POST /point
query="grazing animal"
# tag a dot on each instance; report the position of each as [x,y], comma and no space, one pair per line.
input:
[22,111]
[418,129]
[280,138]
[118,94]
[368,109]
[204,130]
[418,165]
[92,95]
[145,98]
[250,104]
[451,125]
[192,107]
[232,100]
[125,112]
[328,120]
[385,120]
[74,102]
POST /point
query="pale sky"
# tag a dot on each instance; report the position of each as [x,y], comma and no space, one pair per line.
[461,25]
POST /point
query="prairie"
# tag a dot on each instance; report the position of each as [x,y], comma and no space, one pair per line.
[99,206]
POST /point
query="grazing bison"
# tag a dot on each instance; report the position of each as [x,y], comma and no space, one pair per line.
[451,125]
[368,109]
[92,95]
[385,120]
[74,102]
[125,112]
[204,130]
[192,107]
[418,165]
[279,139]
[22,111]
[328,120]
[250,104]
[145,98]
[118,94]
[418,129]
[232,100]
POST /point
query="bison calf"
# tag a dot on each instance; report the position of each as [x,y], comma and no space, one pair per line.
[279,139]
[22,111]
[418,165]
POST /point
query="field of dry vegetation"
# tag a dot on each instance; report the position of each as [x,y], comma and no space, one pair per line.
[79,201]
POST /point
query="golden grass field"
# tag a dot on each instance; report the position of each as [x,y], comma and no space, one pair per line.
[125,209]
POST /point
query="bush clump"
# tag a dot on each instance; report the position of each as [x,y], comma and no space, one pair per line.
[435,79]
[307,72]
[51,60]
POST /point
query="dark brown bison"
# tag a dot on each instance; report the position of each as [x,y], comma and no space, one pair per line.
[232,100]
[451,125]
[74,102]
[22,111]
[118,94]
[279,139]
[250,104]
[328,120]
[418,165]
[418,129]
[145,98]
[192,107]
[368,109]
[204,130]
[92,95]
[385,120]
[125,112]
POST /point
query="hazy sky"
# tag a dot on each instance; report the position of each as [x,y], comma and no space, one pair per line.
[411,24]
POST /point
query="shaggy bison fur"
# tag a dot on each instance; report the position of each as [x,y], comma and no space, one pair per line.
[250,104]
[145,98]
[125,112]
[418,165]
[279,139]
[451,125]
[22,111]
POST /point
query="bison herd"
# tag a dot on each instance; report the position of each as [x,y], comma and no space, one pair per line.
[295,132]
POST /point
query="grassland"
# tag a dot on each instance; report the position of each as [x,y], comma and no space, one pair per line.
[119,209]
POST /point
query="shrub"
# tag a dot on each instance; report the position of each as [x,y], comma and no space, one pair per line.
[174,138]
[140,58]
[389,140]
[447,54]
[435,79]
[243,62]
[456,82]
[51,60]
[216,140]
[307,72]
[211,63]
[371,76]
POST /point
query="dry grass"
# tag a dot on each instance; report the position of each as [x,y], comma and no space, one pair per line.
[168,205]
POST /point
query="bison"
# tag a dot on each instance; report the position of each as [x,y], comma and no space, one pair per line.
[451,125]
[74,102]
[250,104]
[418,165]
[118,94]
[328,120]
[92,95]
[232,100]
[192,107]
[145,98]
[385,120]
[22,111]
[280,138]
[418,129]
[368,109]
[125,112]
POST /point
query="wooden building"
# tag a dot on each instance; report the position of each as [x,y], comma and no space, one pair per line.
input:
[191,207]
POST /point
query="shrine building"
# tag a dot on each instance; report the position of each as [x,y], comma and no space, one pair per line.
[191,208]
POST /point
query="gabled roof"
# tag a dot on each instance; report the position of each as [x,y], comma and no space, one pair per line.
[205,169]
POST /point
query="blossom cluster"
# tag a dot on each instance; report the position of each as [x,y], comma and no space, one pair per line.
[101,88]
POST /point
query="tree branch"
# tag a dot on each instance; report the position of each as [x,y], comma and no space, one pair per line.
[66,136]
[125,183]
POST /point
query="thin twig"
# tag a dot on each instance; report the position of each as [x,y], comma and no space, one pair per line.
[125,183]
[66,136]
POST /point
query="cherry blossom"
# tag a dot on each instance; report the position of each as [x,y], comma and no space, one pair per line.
----
_Stated problem_
Reproduce every line of the data verbatim.

_Response to the task_
POST /point
query="grazing animal"
# tag a dot on each instance; report the position of each as [x,y], comma and no space, one pair per line.
input:
[22,111]
[418,129]
[280,138]
[118,94]
[368,109]
[204,130]
[418,165]
[92,95]
[145,98]
[250,104]
[451,125]
[192,107]
[232,100]
[125,112]
[328,120]
[385,120]
[74,102]
POST /point
query="pale sky"
# tag a dot on each instance; report the position of each as [x,y], comma and no space, one pair per line.
[461,25]
POST /point
query="prairie"
# tag a dot on each instance; report the position of each as [x,y], comma and no space, one pair per line.
[99,206]
POST /point
query="grazing bison"
# tag a dot on each instance; report the position of each as [x,y], comma and no space, one pair per line.
[451,125]
[368,109]
[92,95]
[385,120]
[74,102]
[125,112]
[204,130]
[192,107]
[418,165]
[279,139]
[22,111]
[328,120]
[250,104]
[145,98]
[118,94]
[418,129]
[232,100]
POST /point
query="bison calf"
# tag a dot on each instance; report the position of each as [x,y], comma and no space, one pair per line.
[279,139]
[22,111]
[418,165]
POST /point
query="field of dry vegetation"
# tag a dot on each instance; report the position of each as [x,y], comma and no space, one pair per line.
[79,201]
POST /point
query="golden grass field"
# tag a dot on each instance; report the position of each as [x,y], comma and no space, one pair per line.
[125,209]
POST /point
query="bush clump"
# tag a dot on each instance; report the position of each as [x,y], comma and no space, one pair per line.
[435,79]
[307,72]
[51,60]
POST /point
query="dark brown bison"
# tag a dot on each instance; report the position of each as [x,y], comma and no space, one pair per line.
[232,100]
[451,125]
[74,102]
[22,111]
[118,94]
[279,139]
[250,104]
[328,120]
[418,165]
[418,129]
[145,98]
[192,107]
[368,109]
[204,130]
[92,95]
[385,120]
[125,112]
POST /point
query="hazy sky"
# tag a dot on each instance; report the position of each as [x,y], comma and no space, one pair per line.
[411,24]
POST /point
query="shaggy bison fur"
# tag a dot on each instance; report the position of each as [x,y], comma and no space, one pair per line.
[250,104]
[145,98]
[125,112]
[418,165]
[279,139]
[451,125]
[22,111]
POST /point
query="bison herd"
# tag a dot on each instance; report the position of each as [x,y], comma and no space, one pair per line.
[295,132]
POST /point
query="grassland"
# tag a dot on each instance; report the position of each as [x,y], comma and no space, one pair per line.
[119,209]
POST /point
query="shrub"
# tag a dot on each instance; report the position of each as [x,y], comma and no space, one pair per line.
[174,138]
[140,58]
[389,140]
[447,54]
[435,79]
[243,62]
[456,82]
[51,60]
[216,140]
[307,72]
[211,63]
[371,76]
POST /point
query="dry grass"
# tag a dot on each instance; report the position of each as [x,y], comma and no space, one pair per line.
[168,205]
POST /point
query="bison"
# tag a dot on each instance; report the position of each as [x,y], comma and no space, one pair per line.
[451,125]
[74,102]
[250,104]
[418,165]
[118,94]
[328,120]
[92,95]
[232,100]
[192,107]
[145,98]
[385,120]
[22,111]
[280,138]
[418,129]
[368,109]
[125,112]
POST /point
query="wooden building"
# tag a dot on each instance; report the position of each as [x,y], comma and no space, one pair per line.
input:
[191,207]
POST /point
query="shrine building"
# tag a dot on each instance; report the position of each as [x,y], comma and no space, one pair per line.
[191,208]
POST /point
query="gabled roof"
# tag a dot on each instance; report the position of each as [x,y], comma and no space, one pair per line.
[205,169]
POST /point
query="blossom cluster"
# tag a dot on each instance; report the position of each as [x,y], comma and no space, one pair per line.
[101,88]
POST /point
query="tree branch"
# tag a dot on each instance; report the position of each as [x,y], comma and no space, one pair per line.
[66,136]
[125,183]
POST /point
query="thin twig"
# tag a dot on each instance; report the position of each as [x,y], comma and no space, one pair per line.
[125,183]
[66,136]
POST /point
query="cherry blossom"
# tag a dot on each instance; report the position of each as [x,y], comma and no space, one pair per line.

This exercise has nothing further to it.